*Your instructions*. Each record below should appear again exactly as written.

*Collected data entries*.
******************************
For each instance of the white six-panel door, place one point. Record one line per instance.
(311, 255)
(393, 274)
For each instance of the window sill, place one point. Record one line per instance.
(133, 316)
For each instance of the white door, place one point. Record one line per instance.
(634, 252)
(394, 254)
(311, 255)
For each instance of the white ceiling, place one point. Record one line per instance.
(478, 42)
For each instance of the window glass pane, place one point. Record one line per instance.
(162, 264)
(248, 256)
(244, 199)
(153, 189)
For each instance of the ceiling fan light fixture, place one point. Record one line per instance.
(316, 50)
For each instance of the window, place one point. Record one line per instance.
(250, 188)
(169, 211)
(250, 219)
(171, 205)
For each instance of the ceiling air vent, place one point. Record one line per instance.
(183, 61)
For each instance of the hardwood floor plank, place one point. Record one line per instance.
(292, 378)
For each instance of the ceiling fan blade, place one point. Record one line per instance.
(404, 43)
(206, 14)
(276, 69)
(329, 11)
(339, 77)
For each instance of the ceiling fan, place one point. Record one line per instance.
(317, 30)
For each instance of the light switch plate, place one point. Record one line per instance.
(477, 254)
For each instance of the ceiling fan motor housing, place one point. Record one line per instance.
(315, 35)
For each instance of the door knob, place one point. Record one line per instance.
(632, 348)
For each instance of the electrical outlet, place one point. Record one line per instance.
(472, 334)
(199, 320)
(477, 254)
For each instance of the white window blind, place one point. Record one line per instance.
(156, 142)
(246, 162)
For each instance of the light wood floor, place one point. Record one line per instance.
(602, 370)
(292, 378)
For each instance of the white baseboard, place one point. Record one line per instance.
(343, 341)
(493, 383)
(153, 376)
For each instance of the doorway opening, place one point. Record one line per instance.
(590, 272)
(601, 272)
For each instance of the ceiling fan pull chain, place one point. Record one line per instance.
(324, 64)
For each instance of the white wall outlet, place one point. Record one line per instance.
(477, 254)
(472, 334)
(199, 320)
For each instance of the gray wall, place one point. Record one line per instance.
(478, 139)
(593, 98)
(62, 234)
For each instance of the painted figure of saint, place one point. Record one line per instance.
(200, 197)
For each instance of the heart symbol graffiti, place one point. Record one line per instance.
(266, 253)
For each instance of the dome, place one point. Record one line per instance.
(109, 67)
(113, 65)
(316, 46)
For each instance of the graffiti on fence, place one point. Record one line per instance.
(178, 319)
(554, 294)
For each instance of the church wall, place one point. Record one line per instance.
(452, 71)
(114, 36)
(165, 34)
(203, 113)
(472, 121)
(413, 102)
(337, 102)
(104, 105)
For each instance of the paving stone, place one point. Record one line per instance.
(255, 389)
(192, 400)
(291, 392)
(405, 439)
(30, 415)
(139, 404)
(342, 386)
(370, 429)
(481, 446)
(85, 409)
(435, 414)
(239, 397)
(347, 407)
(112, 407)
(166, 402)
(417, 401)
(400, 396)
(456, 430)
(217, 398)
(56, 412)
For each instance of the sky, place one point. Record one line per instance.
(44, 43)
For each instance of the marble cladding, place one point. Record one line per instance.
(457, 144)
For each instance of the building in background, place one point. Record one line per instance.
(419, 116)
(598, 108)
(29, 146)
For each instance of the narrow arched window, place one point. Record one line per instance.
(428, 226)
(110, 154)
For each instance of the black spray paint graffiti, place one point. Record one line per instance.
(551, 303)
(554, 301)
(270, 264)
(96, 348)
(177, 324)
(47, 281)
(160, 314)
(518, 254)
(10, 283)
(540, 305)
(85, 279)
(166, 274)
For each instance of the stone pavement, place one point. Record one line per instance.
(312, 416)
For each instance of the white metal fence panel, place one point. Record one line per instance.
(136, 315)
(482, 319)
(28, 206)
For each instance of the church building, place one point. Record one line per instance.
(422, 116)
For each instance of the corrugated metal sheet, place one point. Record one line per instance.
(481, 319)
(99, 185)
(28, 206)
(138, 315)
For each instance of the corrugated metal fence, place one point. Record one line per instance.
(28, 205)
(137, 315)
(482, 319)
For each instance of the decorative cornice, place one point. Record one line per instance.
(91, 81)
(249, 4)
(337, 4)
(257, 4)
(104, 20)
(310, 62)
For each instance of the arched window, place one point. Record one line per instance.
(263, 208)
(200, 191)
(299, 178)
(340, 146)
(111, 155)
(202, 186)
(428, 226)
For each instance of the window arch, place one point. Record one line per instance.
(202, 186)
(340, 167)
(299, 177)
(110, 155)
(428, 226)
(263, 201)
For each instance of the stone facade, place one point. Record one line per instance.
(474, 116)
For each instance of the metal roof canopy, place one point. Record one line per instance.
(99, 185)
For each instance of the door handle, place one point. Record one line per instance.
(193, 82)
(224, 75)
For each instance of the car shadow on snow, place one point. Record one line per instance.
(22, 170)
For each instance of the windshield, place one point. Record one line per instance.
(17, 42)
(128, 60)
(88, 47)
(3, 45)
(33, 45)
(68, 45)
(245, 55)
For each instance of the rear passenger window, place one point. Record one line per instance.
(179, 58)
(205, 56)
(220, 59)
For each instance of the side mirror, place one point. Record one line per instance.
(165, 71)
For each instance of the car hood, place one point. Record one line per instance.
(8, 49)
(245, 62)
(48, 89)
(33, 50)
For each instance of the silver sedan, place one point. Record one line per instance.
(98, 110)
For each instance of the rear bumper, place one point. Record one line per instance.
******************************
*Problem solution*.
For each instance of the white six-panel door, place one point. Record one line per instance.
(311, 255)
(393, 274)
For each instance of the window sill, place one point. Record one line per instance.
(133, 316)
For each instance of the white door, place one point. Record one line per instance.
(634, 252)
(394, 254)
(311, 255)
For each instance of the white ceiling, place one point. Record one line per instance.
(478, 42)
For each instance of the window glass pane, place one point. Record one line per instance.
(162, 264)
(248, 256)
(244, 199)
(153, 189)
For each instance of the ceiling fan light fixture, place one point. Record one line per instance.
(316, 50)
For each instance of the window, place one point. Record one line per instance.
(250, 188)
(169, 211)
(250, 219)
(171, 205)
For each instance of the ceiling air vent, place one point. Record one line per instance.
(183, 61)
For each instance of the hardwood floor plank, place one point. Record one line per instance.
(292, 378)
For each instance of the ceiling fan blade, place one point. Record one line per instance.
(404, 43)
(206, 14)
(276, 69)
(329, 11)
(339, 77)
For each instance of the ceiling fan, place one point. Record one line per instance.
(317, 30)
For each instance of the light switch plate, place one point. Record one line per instance.
(477, 254)
For each instance of the ceiling fan motor housing, place one point. Record one line per instance.
(315, 35)
For each instance of the door knob, place one point. Record one line per instance.
(632, 348)
For each instance of the electrical outlet, place one point. Record one line per instance.
(472, 334)
(199, 320)
(477, 254)
For each instance of the white window blind, place one point. Record one line per instance.
(156, 142)
(246, 162)
For each instance of the light wood floor, place one point. Record one line per instance.
(602, 370)
(292, 378)
For each instance of the white baseboard, place one point. Record one line per instance.
(343, 341)
(493, 383)
(153, 376)
For each instance of the doorway opening, place one point. Record one line per instance.
(590, 272)
(601, 272)
For each instance of the ceiling fan pull chain, place one point. Record one line per instance.
(324, 64)
For each instance of the white wall outlet, place one point. Record one line per instance.
(477, 254)
(472, 334)
(199, 320)
For each instance of the gray wall, place one point. Record one line per instance.
(478, 139)
(593, 98)
(62, 234)
For each instance of the painted figure of saint, place one point. Record one line per instance.
(200, 197)
For each instance of the heart symbol graffiti, place one point. Record one line per instance.
(266, 253)
For each instance of the dome, place one point. Record one line per instance.
(109, 67)
(113, 65)
(316, 46)
For each instance of the graffiti on fence, place one point. Record one line per instance.
(178, 319)
(554, 294)
For each instance of the church wall, place one point. Record one line per instance.
(452, 71)
(114, 36)
(165, 34)
(203, 113)
(472, 121)
(413, 102)
(337, 102)
(104, 105)
For each instance of the paving stone, place one point. Record one line per instance.
(255, 389)
(192, 400)
(291, 392)
(405, 439)
(30, 415)
(139, 404)
(342, 386)
(370, 429)
(481, 446)
(85, 409)
(435, 414)
(239, 397)
(347, 407)
(112, 407)
(166, 402)
(417, 401)
(400, 396)
(456, 430)
(217, 398)
(56, 412)
For each instance of the sky, place one point. Record one line per instance.
(44, 43)
For each instance of the marble cladding, place one point. Record one line per instance.
(457, 144)
For each instance of the building in background, place one point. Record one line per instance.
(419, 116)
(598, 108)
(29, 146)
For each instance of the narrow arched window, place one point. Record one line per instance.
(428, 226)
(110, 154)
For each instance of the black spray paint graffiti, place one point. Record one line per instance.
(551, 303)
(554, 301)
(270, 264)
(96, 348)
(177, 324)
(47, 281)
(160, 314)
(518, 254)
(10, 283)
(540, 305)
(85, 279)
(166, 274)
For each instance of the stone pavement, place one point. Record one line per instance.
(312, 416)
For each instance of the white metal fence panel, place one point. Record one line per instance.
(136, 315)
(482, 319)
(28, 206)
For each instance of the church building, place one point. Record one line per instance.
(422, 116)
For each instance of the corrugated metal sheet, place one point. Record one line per instance.
(481, 319)
(99, 185)
(28, 206)
(138, 315)
For each instance of the corrugated metal fence, place one point. Record one line per instance.
(28, 205)
(137, 315)
(482, 319)
For each instance of the decorative cornice, place one point. Record one line per instance.
(91, 81)
(249, 4)
(337, 4)
(257, 4)
(104, 20)
(310, 62)
For each instance of the arched window, place one point. Record one line per instance.
(263, 208)
(200, 191)
(299, 178)
(340, 146)
(111, 155)
(202, 186)
(428, 226)
For each instance of the window arch, place one point. Record one line per instance.
(202, 186)
(340, 167)
(299, 177)
(110, 155)
(428, 226)
(263, 201)
For each instance of the stone facade, place one point. Record one line per instance.
(474, 116)
For each instance of the metal roof canopy, place one point. Record one line per instance.
(99, 185)
For each instance of the door handle, place one point. Record one line per instance.
(193, 82)
(224, 75)
For each instance of the car shadow on snow, place one point. Record one line per instance.
(22, 170)
For each instance of the windshield, place one point. Record one line per instance.
(17, 42)
(128, 60)
(88, 47)
(3, 45)
(33, 45)
(68, 45)
(245, 55)
For each instance of the rear passenger window, place one point. Record one line per instance.
(179, 58)
(205, 56)
(220, 59)
For each instance of the side mirror, place one point. Record one line per instance.
(165, 71)
For each instance of the car hood, place one point. Record one line per instance.
(8, 49)
(245, 62)
(48, 89)
(33, 50)
For each instance of the silver sedan, place one point. Record one line per instance.
(98, 110)
For each instance of the rear bumper, place one point. Record one line per instance.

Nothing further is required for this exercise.